- _To do_
1. In the research summary, how many people has the Higgs Hunters project reached, and from how many countries?
2. Echo everything in the research summary from "Curiosity-driven research has" down to "of this grant.".

- _Page extract_
◆ ◆ ◆ ◆ ◆ ◆ ◆
Curiosity-driven research has been shown to be key in producing high-impact applications that break the paradigm rather than contribute to incremental improvements. By working at the cutting edge of new technologies, and utilising the rare capabilities of our design and fabrication workshops to develop low mass materials and solutions and capitalising on our strengths in metrology, significant developments of benefit to a far wider community can be produced. Our current portfolio gives examples of such applications; we fully expect that others will develop during the period of this grant.
Our research into detectors & sensors has applications in many other fields. Work on photomultiplier tubes for LHCb has resulted in Photek UK marketting new photodetectors with wide-ranging applications in PET & neutron imaging, for use in many sectors e.g. space and healthcare. Future work will enable further advances in this technology. CICADA is a detector system we are developing with STFC-RAL targeted at Free Electron Laser facilities, which will benefit many sectors including energy (catalysis), chemistry (phase changes), life sciences (protein imaging), the community of users, and companies who may want to license the technology for mass-production. Enabled by the Oxford Physics Microstructure Detector Laboratory we are collaborating with a cluster of Oxford departments that will exploit Medipix systems. These include new detectors for electron microscopy (Materials Science), improvements in resolution for TOFMS (Chemistry), and work by the Luminescence Dating Laboratory (Archaeology). Our work on scintillator characterization for LZ has enabled contact-free temperature measurement technology for use at beamlines (e.g. Diamond), this will lead to benefits for many users including in health/life science. Building on the successful development of a new DAQ system for optical interferometry we are expanding our industry collaboration into the development of a novel interferometric instrument that will produce a step change to the abilities of our currently licensed interferometry & DAQ technologies. We will further extend the DAQ aspects into the development of an optical PMT readout system with real time pulse shape analysis for the SNO+ upgrade, in collaboration with industry.
The Wow Factor of particle physics- unravelling the mysteries of the universe with huge high-tech infrastructure- makes it ideal to engage people with science. Outreach is a core part of our long term strategy. Existing outreach will be enhanced by three programmes of engagement targeting schools, community groups and the wider public to international scale, helping the public & policymakers appreciate how our understanding of the universe is advancing & the role of projects like the LHC. School workshops will attract more students to study physics at university (increasing the UK's technological competitiveness internationally, building a high-tech skill base in society, education, economy, health & security to directly enhance UK quality of life). These are supplemented by novel approaches: ATLAS/MINEcraft project, LHSee/Collider smartphone apps; and activities: Masterclasses & UNIQ Summer Schools. Citizen science project Higgs Hunters (higgshunters.org) allows users to scan displays of Higgs candidate events searching for decays (reaching 37k people from 179 countries). Through annual Stargazing Oxford events (>1000 visitors), our Particle Physics Stall and the Superstrings/Einstein's Universe lectures held within the department and at a wide range of community events and larger science festivals we demonstrate the principles of fundamental particles, electricity and cosmology to critical acclaim, making our science more accessible and encouraging interest in new results as they are announced. The unprecedented media storm around the Higgs discovery in July 2012 indicates significant success in this endeavour.
◆ ◆ ◆ ◆ ◆ ◆ ◆
- _Material supplied_
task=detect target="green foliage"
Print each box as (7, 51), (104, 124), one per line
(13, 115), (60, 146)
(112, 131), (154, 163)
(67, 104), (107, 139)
◆ ◆ ◆ ◆ ◆ ◆ ◆
- _Solution set_
1. 37k people from 179 countries.

2.
Curiosity-driven research has been shown to be key in producing high-impact applications that break the paradigm rather than contribute to incremental improvements. By working at the cutting edge of new technologies, and utilising the rare capabilities of our design and fabrication workshops to develop low mass materials and solutions and capitalising on our strengths in metrology, significant developments of benefit to a far wider community can be produced. Our current portfolio gives examples of such applications; we fully expect that others will develop during the period of this grant.